Task instructions ▸ Starting at the line that contains "Teacher note: indicate the grey bark" and ending at the end of the rows, reproduce those lines with "domed building" switched to "domed structure" and everything else unchanged. Omit the pictures from the answer.

Input material ▸

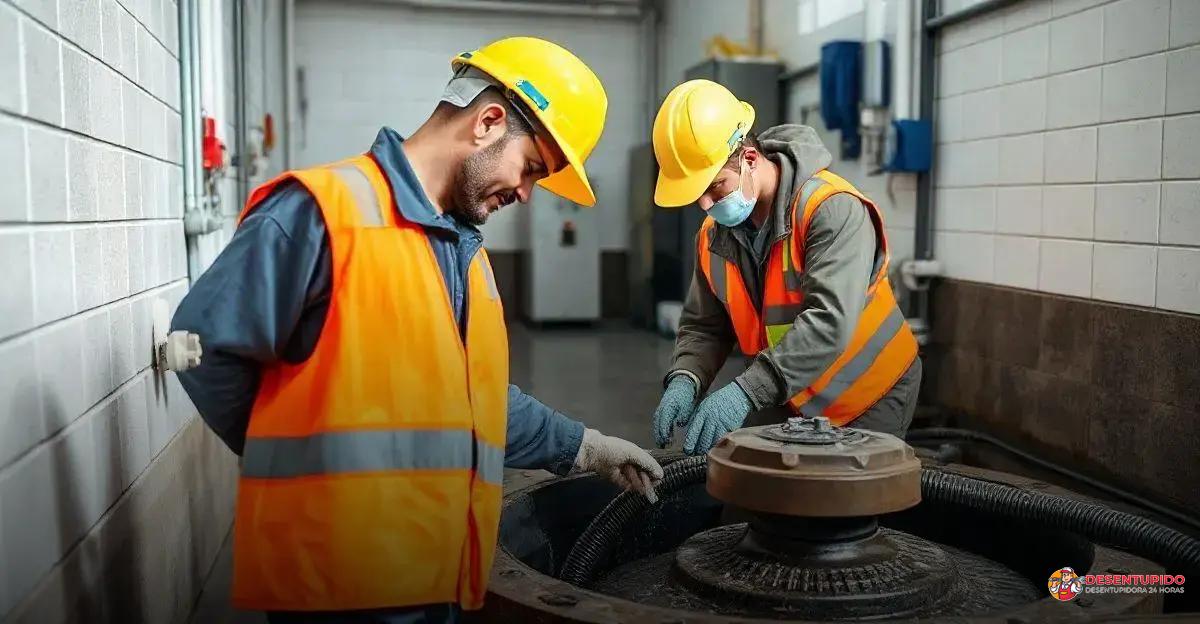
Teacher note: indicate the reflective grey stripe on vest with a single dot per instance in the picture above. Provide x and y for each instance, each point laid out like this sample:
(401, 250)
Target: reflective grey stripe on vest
(364, 451)
(364, 195)
(491, 462)
(857, 365)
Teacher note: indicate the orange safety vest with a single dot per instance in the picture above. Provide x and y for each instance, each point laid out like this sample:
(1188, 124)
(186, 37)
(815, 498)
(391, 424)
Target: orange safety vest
(371, 475)
(882, 346)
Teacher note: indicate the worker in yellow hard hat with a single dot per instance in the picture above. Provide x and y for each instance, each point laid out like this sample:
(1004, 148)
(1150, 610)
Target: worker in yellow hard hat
(355, 353)
(791, 270)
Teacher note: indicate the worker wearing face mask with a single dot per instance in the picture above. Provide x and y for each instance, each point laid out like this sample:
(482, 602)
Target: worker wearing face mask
(791, 270)
(357, 355)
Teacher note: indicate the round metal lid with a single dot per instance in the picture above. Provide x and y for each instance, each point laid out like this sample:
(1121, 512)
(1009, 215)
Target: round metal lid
(809, 468)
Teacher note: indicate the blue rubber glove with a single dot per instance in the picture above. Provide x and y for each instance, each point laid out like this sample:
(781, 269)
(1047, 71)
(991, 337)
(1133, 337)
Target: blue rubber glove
(718, 414)
(675, 408)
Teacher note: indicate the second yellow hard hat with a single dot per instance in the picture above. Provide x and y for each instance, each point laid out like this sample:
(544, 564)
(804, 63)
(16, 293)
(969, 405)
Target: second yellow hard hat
(696, 130)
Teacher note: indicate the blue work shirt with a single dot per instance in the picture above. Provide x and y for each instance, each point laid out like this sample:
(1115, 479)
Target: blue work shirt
(265, 297)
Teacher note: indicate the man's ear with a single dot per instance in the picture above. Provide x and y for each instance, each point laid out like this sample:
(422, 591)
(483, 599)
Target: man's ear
(751, 156)
(491, 121)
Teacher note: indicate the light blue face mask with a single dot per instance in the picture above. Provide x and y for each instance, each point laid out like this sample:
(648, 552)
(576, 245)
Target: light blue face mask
(733, 208)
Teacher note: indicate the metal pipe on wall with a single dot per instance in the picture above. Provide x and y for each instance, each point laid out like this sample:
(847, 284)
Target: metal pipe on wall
(289, 67)
(930, 23)
(197, 107)
(186, 101)
(923, 245)
(901, 105)
(240, 94)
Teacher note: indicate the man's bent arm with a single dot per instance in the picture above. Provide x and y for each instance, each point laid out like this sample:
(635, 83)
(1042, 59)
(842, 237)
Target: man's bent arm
(838, 259)
(540, 437)
(246, 306)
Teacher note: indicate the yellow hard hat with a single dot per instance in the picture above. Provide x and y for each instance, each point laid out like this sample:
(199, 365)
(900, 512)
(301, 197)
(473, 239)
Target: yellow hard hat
(696, 130)
(564, 95)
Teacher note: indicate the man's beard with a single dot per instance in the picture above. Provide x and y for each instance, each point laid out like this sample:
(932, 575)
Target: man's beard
(475, 174)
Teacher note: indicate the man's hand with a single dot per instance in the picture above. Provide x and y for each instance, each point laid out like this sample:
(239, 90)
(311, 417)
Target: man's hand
(720, 413)
(618, 461)
(675, 408)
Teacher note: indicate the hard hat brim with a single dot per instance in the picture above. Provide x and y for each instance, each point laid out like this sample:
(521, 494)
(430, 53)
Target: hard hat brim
(571, 181)
(675, 192)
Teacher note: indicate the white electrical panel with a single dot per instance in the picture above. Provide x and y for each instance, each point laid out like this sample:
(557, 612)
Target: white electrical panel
(563, 269)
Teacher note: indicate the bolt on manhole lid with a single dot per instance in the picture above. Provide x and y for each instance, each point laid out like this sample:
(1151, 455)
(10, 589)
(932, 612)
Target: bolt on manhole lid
(799, 430)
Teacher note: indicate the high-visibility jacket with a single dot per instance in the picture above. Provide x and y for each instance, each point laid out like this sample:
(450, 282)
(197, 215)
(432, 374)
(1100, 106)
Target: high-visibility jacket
(371, 474)
(882, 345)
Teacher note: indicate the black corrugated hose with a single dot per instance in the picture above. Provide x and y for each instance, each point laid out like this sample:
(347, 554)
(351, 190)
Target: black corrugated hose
(604, 534)
(1177, 552)
(928, 435)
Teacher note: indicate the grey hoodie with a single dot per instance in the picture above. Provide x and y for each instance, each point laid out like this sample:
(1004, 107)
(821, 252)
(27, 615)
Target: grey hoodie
(839, 258)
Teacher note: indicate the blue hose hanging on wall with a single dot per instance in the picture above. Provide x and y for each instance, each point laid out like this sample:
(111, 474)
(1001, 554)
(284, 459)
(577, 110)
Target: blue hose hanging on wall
(841, 78)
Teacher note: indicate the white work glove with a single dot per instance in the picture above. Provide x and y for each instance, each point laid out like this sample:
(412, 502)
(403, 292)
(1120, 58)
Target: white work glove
(618, 461)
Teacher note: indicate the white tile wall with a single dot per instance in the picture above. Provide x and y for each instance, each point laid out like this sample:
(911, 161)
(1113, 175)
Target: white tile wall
(1021, 160)
(1127, 213)
(966, 256)
(984, 118)
(1131, 151)
(971, 163)
(1017, 262)
(949, 119)
(1181, 147)
(1026, 53)
(1073, 99)
(77, 90)
(21, 421)
(10, 60)
(970, 69)
(1125, 274)
(1068, 211)
(1183, 81)
(17, 305)
(1019, 210)
(1134, 89)
(1071, 155)
(1066, 268)
(1065, 7)
(1026, 15)
(89, 165)
(15, 204)
(1181, 214)
(1179, 280)
(43, 73)
(1185, 23)
(966, 209)
(1141, 27)
(53, 252)
(1023, 107)
(1074, 41)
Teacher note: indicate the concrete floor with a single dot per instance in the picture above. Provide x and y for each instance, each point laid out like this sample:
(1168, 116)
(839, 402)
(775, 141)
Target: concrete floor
(610, 377)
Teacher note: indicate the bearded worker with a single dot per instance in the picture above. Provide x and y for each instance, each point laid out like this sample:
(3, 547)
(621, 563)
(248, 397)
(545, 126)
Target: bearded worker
(357, 355)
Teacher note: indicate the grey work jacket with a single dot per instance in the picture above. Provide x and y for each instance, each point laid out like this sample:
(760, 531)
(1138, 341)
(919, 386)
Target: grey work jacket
(839, 258)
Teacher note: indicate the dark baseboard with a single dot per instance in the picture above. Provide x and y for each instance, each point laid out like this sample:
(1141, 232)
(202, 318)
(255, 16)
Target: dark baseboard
(1111, 387)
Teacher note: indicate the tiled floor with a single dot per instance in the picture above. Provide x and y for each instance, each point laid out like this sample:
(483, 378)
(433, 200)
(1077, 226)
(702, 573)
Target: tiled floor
(609, 377)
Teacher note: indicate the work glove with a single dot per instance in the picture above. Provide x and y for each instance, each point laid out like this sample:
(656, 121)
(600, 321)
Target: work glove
(618, 461)
(718, 414)
(675, 408)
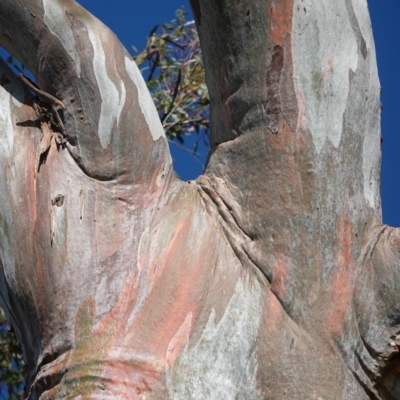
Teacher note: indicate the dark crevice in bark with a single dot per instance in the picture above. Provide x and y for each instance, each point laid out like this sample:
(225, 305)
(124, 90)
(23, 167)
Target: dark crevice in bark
(236, 237)
(372, 394)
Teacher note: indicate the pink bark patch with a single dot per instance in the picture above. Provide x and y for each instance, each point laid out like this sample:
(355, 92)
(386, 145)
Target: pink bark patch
(341, 291)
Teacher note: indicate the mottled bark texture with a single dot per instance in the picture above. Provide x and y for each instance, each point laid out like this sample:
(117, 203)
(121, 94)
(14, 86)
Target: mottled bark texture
(269, 277)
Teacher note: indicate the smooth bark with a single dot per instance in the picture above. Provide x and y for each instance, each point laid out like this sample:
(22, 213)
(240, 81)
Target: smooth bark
(269, 277)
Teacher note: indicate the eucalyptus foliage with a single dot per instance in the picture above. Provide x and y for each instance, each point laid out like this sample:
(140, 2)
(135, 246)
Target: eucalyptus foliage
(174, 47)
(11, 363)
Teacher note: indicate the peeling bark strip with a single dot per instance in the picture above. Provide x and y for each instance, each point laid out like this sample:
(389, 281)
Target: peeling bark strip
(270, 277)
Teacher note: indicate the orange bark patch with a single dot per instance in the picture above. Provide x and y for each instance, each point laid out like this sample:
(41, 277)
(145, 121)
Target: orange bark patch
(279, 278)
(273, 313)
(280, 13)
(341, 292)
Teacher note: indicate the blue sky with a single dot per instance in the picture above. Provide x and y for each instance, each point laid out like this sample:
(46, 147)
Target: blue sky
(132, 21)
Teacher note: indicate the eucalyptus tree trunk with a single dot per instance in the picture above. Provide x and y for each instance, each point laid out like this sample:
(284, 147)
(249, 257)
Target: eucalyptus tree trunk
(269, 277)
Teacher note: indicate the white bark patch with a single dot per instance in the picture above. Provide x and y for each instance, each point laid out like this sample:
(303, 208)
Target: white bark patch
(57, 22)
(222, 365)
(324, 49)
(371, 145)
(145, 101)
(360, 8)
(112, 101)
(6, 211)
(58, 227)
(372, 137)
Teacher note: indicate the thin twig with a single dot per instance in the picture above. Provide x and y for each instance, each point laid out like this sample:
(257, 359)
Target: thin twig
(191, 153)
(178, 81)
(154, 65)
(40, 92)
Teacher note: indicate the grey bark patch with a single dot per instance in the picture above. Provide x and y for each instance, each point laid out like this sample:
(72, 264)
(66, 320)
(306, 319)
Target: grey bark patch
(222, 365)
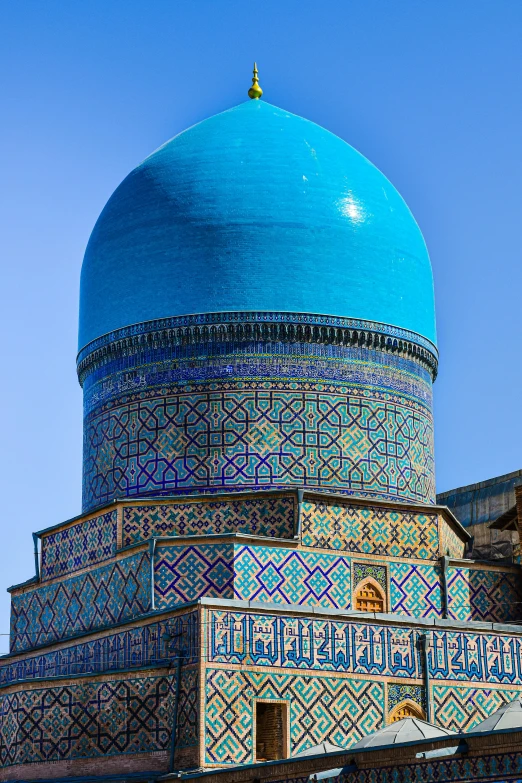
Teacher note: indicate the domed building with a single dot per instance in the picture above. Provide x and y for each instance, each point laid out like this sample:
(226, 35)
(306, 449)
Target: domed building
(260, 570)
(257, 311)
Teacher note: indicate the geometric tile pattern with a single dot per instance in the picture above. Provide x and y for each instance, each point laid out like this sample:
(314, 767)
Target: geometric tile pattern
(487, 595)
(269, 430)
(79, 546)
(475, 657)
(416, 589)
(362, 571)
(289, 642)
(399, 692)
(185, 573)
(278, 575)
(369, 529)
(187, 734)
(135, 647)
(451, 543)
(262, 516)
(93, 600)
(270, 574)
(86, 719)
(322, 708)
(459, 708)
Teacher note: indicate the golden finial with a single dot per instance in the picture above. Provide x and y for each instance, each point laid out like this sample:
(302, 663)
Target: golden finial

Finished answer ▸
Teacher note: indicate the grey bark patch with a single dot per instance in the picture above. Provide x and y for each instance, each point laid out like this sample:
(72, 264)
(66, 320)
(306, 319)
Target: grey bark patch
(222, 365)
Teacher note: indicate the domed structure with a single dot per instance in the picture above. Provide x and y for each instance, each point laid out like this sample:
(226, 35)
(306, 449)
Target: domed structure
(260, 570)
(257, 311)
Teacher note: indicate the geometric tile pattern with a single dot per instance in the picture above. Provide x and y for each instance, each point laid out like this sample:
(314, 767)
Target: geometric tile pattern
(487, 595)
(269, 430)
(79, 546)
(475, 657)
(416, 589)
(362, 571)
(289, 642)
(399, 692)
(185, 573)
(278, 575)
(369, 529)
(187, 734)
(135, 647)
(451, 543)
(262, 516)
(93, 600)
(270, 574)
(86, 719)
(322, 708)
(459, 708)
Teacher note: indicate the golden finial with a single dot per instance in the picture above. Provide x and y for each instance, each point laid out like this sample:
(302, 663)
Target: golden finial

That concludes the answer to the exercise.